PAGE EXCERPT:
- - - -

[Date Prev][Date Next][Thread Prev][Thread Next][Date Index][Thread Index]

Re: 20040407: NetCDF I/O Problem



>To: address@hidden
>From: "Kevin W. Thomas" <address@hidden>
>Subject: NetCDF Problem
>Organization: OU/CAPS
>Keywords: 200404071606.i37G6MCT022491 netCDF I/O performance

Hi Kevin,

> We've run into a netCDF problem that is causing us nightmares.  We have in
> house code that we've developed that writes input files to WRF.  It writes out
> a variety of 1D, 2D, and 3D variables.  I/O is always fine, until something
> happens.  The "something" is like a light switch.  I/O performance 
> deteriorates
> quite badly.  95% of the file is written in about 5 minutes.  The last 5% make
> take half an hour.  "Truss" shows lots of seeks/reads/writes going on.  We're
> talking files on the order of 1.2gb.  We're running netCDF 3.5.1.  The machine
> that we're using an an IBM Regatta, with a 64-bit binary.  I've seen this
> slowness on other machines, including PSC's RACHEL, so I don't think this
> is unique to the machine that I'm using.
> 
> From what I've seen in the Unidata web pages for netCDF, NFS could be an 
> issue.
> NFS is used on all systems.  Due to the size of the files, using local disk
> isn't an option.

- - - -

ROWS:
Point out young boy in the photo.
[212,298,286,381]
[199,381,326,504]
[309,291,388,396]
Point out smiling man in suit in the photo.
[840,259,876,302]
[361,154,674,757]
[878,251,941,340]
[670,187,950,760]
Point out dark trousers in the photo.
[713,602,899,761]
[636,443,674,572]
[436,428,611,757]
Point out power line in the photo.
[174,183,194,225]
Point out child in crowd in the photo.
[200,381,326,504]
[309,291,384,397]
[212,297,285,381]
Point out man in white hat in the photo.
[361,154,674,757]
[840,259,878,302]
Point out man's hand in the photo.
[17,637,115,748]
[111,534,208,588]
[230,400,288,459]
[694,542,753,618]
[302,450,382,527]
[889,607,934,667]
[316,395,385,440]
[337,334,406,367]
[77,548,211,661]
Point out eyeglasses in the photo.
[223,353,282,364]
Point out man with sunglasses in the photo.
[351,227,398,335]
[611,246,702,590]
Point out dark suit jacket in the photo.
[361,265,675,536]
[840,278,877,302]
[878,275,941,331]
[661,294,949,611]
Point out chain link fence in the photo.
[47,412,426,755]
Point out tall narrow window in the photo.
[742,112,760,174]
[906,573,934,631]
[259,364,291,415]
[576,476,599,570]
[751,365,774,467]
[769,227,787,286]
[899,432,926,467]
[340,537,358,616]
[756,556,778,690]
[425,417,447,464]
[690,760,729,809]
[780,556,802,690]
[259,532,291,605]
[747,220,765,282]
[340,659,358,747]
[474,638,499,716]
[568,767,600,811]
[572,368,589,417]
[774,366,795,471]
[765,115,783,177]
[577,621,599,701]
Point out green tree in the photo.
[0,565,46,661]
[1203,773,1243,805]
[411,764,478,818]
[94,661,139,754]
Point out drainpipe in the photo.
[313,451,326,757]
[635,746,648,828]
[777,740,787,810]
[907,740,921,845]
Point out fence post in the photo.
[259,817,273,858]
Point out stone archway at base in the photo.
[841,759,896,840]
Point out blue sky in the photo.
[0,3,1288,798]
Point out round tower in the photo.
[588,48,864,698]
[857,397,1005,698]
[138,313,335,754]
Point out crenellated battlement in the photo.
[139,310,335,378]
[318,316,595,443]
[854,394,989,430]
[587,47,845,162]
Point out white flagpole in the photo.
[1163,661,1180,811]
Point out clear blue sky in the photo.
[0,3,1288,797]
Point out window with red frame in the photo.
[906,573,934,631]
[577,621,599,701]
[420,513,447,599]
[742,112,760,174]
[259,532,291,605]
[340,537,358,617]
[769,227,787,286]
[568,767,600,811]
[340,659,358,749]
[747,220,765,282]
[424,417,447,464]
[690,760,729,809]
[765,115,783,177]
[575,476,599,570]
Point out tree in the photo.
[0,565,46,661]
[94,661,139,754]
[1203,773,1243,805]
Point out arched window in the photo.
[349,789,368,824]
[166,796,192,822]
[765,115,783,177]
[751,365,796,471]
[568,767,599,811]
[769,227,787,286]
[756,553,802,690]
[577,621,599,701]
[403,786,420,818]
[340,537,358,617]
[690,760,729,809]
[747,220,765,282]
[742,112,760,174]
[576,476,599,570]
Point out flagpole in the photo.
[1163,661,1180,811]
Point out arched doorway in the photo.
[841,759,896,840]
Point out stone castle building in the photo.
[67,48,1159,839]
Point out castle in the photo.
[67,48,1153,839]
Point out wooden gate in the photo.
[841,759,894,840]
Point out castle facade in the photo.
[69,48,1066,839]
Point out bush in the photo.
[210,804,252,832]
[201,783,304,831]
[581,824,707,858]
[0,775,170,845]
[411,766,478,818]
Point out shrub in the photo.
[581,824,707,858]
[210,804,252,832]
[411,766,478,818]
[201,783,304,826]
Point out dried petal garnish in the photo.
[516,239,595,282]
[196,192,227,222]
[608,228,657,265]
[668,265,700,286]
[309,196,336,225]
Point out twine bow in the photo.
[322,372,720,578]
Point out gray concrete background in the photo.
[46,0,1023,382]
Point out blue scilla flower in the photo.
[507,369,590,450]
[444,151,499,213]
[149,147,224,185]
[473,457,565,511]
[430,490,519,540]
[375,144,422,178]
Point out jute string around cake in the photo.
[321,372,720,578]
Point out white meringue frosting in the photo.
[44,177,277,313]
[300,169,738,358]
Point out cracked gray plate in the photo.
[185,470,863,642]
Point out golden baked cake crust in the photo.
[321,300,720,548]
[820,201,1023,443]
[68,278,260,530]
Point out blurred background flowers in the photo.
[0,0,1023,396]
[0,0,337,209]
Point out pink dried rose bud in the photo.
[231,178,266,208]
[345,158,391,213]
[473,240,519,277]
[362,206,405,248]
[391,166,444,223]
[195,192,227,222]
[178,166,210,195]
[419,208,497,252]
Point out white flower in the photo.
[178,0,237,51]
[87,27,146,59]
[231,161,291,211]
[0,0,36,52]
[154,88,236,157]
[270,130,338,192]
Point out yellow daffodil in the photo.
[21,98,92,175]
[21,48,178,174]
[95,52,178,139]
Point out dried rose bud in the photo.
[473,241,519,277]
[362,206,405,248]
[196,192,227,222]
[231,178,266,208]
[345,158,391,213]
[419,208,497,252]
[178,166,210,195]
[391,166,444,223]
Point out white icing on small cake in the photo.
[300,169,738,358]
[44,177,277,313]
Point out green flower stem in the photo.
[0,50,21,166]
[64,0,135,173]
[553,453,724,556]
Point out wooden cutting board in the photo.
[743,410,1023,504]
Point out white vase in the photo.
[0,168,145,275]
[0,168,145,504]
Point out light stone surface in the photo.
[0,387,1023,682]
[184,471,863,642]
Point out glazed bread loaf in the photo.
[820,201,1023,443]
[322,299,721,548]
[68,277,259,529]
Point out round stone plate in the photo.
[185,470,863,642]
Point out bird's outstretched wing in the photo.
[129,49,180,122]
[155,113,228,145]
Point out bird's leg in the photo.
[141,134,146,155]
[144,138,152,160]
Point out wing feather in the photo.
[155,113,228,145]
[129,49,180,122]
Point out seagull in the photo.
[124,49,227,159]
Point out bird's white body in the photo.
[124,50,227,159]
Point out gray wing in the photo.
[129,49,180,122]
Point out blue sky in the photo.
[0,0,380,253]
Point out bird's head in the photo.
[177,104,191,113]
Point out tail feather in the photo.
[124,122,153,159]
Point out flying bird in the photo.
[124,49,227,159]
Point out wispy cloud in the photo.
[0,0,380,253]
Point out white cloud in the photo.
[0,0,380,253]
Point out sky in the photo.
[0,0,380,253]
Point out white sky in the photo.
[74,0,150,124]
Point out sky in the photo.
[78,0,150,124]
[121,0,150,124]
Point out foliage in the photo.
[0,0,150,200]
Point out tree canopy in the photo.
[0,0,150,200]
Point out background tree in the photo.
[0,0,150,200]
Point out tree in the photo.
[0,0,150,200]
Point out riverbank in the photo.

- - - -

YOUR GOAL:
Can you continue the email thread about slow netCDF file writes from the point where it stops?

ANSWER:
> 
> If there is anyone who can help us, it would be greatly appreciated.  We're
> going to be running WRF forecasts for the SPC.  This slowness is a serious
> problem, as it delays the start of the forecast runs.

We would like to help, but we don't have much experience on IBM
Regattas.  Here's a few questions about this problem:

 - Is it easily reproducible, that is, does it always happen in the
   same place for the same inputs or does it seem to depend on other
   factors (load on computer, order in which things execute, phase of
   the moon, etc.)?

 - Do you know what netCDF function is being called for output when
   you see the slowdown?

 - Is there any other clue to what the "something" is that suddenly
   causes performance to deteriorate?

 - Are other kinds of I/O similarly slow when the netCDF I/O slows
   down?  Can you run some sort of I/O benchmark at the same time that
   would help tell whether it's an NFS problem or a netCDF problem?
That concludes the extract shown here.